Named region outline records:
.....

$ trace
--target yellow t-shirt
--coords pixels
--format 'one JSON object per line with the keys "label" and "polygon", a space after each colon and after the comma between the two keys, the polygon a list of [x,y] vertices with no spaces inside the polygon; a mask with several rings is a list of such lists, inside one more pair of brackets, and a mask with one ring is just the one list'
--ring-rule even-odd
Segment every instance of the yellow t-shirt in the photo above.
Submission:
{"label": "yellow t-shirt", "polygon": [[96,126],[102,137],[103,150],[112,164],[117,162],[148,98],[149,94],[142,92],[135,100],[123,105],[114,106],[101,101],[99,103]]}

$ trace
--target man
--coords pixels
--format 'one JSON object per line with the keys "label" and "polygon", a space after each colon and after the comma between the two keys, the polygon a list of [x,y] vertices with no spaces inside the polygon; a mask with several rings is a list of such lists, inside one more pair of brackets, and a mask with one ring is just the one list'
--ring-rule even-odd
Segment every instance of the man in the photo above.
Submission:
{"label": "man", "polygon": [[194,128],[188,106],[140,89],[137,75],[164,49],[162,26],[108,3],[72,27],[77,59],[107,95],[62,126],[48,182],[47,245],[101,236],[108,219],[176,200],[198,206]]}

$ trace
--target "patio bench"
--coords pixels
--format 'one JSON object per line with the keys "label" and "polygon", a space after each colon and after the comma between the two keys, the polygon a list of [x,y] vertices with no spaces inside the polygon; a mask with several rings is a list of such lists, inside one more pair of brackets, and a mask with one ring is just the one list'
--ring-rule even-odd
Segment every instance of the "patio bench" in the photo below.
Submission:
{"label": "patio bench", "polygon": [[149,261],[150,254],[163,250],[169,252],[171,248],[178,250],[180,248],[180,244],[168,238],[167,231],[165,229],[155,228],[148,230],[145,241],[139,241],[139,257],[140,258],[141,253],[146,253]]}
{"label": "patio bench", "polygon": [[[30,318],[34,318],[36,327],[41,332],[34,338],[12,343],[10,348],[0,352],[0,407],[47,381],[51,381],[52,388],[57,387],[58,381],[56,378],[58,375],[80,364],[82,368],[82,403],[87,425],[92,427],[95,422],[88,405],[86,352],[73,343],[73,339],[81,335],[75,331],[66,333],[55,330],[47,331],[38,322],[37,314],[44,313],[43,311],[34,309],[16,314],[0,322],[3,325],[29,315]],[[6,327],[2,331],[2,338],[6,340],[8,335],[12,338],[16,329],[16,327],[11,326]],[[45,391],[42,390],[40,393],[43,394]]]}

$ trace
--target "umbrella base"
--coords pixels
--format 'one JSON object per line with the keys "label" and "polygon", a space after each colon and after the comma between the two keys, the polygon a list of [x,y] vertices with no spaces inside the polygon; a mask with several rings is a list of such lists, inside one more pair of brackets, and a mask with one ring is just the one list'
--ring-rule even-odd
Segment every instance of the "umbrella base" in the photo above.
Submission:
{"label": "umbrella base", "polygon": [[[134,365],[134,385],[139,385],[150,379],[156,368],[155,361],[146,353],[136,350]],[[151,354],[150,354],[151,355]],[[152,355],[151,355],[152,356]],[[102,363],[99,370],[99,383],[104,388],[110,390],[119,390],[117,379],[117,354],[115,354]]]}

.....

**THE TASK**
Repeat the material above in full, keeping every word.

**SOLUTION FOR THIS PROBLEM**
$ trace
--target yellow t-shirt
--coords pixels
--format 'one JSON object per line with the keys "label" and "polygon", a space after each colon and after the comma between the two keys, the polygon a list of [x,y] vertices with no spaces inside the polygon; a mask with several rings is a list of such lists, inside one more pair of brackets, and a mask with one ring is just the one list'
--ring-rule even-odd
Segment every instance of the yellow t-shirt in the photo above.
Submission:
{"label": "yellow t-shirt", "polygon": [[96,126],[102,137],[103,150],[112,164],[117,162],[148,98],[149,94],[142,92],[135,100],[123,105],[114,106],[101,101],[99,103]]}

$ trace
--target man
--coords pixels
--format 'one JSON object per line with the keys "label" and "polygon", a space after each colon and after the comma between the two keys, the polygon a list of [x,y] vertices with no spaces inside the polygon; a mask with several rings is a list of such lists, inside one more pair of brackets, and a mask with one ring is just the one list'
--ring-rule even-odd
Segment every instance of the man in the photo above.
Submission:
{"label": "man", "polygon": [[194,128],[188,106],[140,89],[137,75],[164,49],[162,26],[108,3],[72,27],[77,59],[107,95],[62,126],[48,182],[47,245],[101,236],[108,219],[176,200],[198,206]]}

$ trace
--target "patio bench"
--coords pixels
--format 'one JSON object per line with the keys "label" and "polygon", a space after each colon and after the comma between the two keys, the polygon a list of [x,y] vertices with no spaces inside the polygon; a mask with several rings is a list of such lists, inside one more pair of brackets, and a mask with one ring is just the one list'
--ring-rule even-odd
Segment every instance of the "patio bench" in the photo below.
Submission:
{"label": "patio bench", "polygon": [[149,261],[150,254],[163,250],[169,252],[171,248],[178,250],[180,248],[180,244],[168,238],[167,231],[165,229],[155,228],[148,230],[145,241],[139,241],[139,257],[140,258],[141,253],[146,253]]}
{"label": "patio bench", "polygon": [[[30,318],[34,318],[36,327],[41,332],[34,338],[12,343],[10,348],[0,352],[0,407],[47,381],[51,381],[52,388],[57,387],[58,381],[56,378],[58,375],[80,364],[82,368],[82,403],[87,425],[92,427],[95,422],[88,405],[86,352],[73,343],[73,339],[81,335],[75,331],[66,333],[55,330],[47,331],[38,322],[37,314],[44,313],[43,311],[34,309],[16,314],[0,322],[3,325],[29,315]],[[6,327],[2,331],[2,338],[6,340],[8,335],[12,338],[16,329],[16,327],[11,326]],[[45,391],[42,390],[40,393],[43,394]]]}

$ trace
--target "umbrella base"
--coords pixels
--format 'one JSON object per line with the keys "label" and "polygon", a space after each colon and after the comma between the two keys, the polygon a list of [x,y] vertices with no spaces inside the polygon; a mask with several rings is a list of such lists, inside one more pair of brackets, and a mask with one ring is just the one list'
--ring-rule even-odd
Segment every instance of the "umbrella base" in the photo above.
Submission:
{"label": "umbrella base", "polygon": [[[134,365],[134,385],[139,385],[150,379],[156,368],[155,361],[146,353],[136,350]],[[151,354],[150,354],[151,355]],[[152,355],[151,355],[152,356]],[[102,363],[99,370],[99,383],[104,388],[110,390],[119,390],[117,379],[117,354],[115,354]]]}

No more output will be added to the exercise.